▶ TASK DESCRIPTION
Rewrite the lines as a numbered list, beginning with the first line and ending with the line that contains "Return the mask of every instance of the out-of-focus". Omit any blank lines.

== MATERIAL FOR THE TASK

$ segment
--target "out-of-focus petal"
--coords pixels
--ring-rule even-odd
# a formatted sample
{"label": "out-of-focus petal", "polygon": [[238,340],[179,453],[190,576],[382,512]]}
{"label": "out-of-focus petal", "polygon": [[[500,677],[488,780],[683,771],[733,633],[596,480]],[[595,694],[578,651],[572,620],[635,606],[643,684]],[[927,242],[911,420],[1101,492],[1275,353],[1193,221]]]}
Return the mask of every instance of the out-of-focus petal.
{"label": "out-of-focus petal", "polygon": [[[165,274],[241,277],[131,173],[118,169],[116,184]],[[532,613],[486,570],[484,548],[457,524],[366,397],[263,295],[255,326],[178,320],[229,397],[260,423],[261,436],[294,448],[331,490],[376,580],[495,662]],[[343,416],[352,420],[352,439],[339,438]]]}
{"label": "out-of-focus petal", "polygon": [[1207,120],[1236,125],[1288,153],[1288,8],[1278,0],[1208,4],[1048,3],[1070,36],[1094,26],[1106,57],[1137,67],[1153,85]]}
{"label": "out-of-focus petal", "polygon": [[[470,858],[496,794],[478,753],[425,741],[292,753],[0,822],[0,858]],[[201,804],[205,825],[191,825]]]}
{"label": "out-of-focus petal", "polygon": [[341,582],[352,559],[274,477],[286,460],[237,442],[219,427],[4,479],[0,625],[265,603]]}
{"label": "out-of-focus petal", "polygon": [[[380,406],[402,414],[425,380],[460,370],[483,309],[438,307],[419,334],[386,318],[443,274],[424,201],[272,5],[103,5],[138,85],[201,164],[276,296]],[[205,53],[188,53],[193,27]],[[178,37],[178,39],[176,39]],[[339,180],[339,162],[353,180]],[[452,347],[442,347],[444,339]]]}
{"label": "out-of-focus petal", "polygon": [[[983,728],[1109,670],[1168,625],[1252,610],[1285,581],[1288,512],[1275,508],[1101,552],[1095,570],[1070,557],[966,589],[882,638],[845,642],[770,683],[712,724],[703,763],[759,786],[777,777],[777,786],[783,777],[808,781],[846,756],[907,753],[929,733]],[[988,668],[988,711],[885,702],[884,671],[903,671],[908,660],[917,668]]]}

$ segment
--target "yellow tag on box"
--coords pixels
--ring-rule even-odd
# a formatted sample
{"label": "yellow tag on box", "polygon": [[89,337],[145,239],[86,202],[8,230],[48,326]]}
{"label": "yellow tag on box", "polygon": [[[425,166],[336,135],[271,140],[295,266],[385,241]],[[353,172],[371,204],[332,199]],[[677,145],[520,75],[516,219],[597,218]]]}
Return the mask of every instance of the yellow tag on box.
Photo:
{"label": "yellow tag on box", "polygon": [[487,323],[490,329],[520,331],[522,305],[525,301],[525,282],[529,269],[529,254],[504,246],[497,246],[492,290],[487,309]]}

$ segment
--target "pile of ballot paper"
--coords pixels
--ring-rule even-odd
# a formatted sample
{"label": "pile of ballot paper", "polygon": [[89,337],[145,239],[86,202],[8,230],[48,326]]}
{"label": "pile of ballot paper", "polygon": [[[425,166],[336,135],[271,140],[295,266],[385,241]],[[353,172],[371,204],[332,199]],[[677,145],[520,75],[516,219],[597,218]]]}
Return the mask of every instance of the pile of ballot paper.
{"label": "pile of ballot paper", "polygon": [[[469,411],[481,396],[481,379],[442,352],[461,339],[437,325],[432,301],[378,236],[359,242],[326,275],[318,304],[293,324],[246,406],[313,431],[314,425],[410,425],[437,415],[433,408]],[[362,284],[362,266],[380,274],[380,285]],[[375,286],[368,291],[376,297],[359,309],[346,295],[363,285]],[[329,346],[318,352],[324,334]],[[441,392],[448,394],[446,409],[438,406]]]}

====

▶ ANSWER TO THIS EXERCISE
1. $ segment
2. --target "out-of-focus petal"
3. --coords pixels
4. --ring-rule even-odd
5. # a formatted sample
6. {"label": "out-of-focus petal", "polygon": [[238,340],[179,453],[190,576],[382,512]]}
7. {"label": "out-of-focus petal", "polygon": [[[500,677],[488,780],[683,771],[733,633],[596,480]],[[595,694],[578,651],[572,620],[635,606],[643,684]],[[927,242],[911,420],[1101,492],[1275,353],[1193,221]]]}
8. Return the mask of every instance of the out-of-focus petal.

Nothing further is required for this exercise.